### GIVEN INSTRUCTION
Express the lines below as a JSON list of strings, one string per line, omitting any blank lines.
___ DATA RECORDS
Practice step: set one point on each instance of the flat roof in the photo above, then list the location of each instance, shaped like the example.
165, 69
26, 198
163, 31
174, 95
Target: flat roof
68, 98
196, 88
______
### RESPONSE BELOW
[
  "Practice step: set one point on each instance of the flat roof in the photo above, then list the location of each instance, shaped like the example.",
  "165, 69",
  "26, 198",
  "163, 31",
  "174, 95",
  "Target: flat roof",
  "68, 98",
  "196, 88"
]